▶ [TASK DETAILS] Among the entries that follow, some lines contain the word "grass". Show all of them.

*** Opening of DATA SUPPLIED ***

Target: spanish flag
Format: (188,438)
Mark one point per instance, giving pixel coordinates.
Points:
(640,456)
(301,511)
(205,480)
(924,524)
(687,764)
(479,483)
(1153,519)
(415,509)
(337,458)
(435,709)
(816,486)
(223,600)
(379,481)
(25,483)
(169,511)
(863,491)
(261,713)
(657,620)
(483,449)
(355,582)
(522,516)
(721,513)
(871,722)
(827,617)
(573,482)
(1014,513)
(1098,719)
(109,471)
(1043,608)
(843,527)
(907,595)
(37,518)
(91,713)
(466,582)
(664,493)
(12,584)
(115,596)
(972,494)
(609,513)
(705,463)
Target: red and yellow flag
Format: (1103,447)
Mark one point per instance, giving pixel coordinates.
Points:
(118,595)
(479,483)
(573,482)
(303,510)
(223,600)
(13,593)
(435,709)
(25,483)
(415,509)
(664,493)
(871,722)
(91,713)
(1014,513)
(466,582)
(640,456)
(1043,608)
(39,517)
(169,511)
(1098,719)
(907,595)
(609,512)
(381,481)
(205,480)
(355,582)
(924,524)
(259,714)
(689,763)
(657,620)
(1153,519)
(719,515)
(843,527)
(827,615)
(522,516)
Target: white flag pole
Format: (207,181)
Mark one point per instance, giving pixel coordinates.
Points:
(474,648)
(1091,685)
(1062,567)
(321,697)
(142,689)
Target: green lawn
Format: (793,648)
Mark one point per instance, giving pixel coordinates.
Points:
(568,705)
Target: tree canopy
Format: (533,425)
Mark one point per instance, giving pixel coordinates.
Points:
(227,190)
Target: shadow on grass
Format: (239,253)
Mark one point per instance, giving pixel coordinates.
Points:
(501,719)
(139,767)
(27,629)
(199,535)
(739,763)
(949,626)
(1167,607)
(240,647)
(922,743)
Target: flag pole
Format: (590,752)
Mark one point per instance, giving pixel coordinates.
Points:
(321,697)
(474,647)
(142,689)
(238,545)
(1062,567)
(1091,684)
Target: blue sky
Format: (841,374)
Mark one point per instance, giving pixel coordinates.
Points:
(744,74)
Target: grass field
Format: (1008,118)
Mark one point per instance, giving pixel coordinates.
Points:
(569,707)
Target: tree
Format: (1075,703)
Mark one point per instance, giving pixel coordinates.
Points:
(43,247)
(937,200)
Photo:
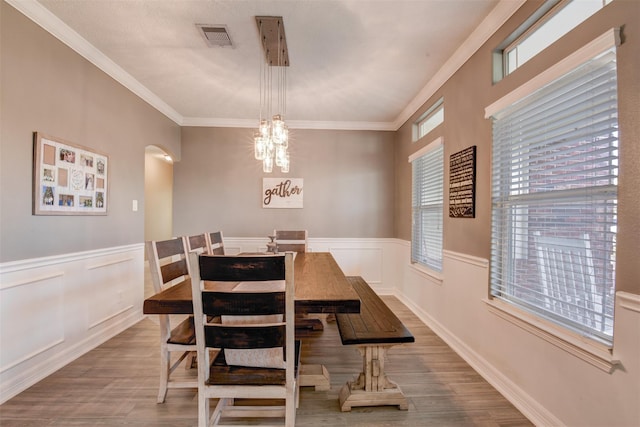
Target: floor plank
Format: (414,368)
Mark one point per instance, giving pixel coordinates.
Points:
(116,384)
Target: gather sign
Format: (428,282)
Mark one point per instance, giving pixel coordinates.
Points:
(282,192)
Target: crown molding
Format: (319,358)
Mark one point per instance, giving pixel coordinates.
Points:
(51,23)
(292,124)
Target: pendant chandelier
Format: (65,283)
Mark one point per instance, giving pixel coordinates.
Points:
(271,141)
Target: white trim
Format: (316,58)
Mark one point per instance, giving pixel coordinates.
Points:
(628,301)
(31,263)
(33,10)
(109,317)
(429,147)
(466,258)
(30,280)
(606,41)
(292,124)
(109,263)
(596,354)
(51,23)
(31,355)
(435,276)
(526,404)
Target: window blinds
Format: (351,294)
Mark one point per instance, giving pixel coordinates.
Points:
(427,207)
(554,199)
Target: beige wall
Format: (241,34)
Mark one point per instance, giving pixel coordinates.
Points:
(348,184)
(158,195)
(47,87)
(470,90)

*** Close of DATA SUPPLIED ***

▶ [EXERCISE RESPONSE]
Target: shadow on grass
Target: grass field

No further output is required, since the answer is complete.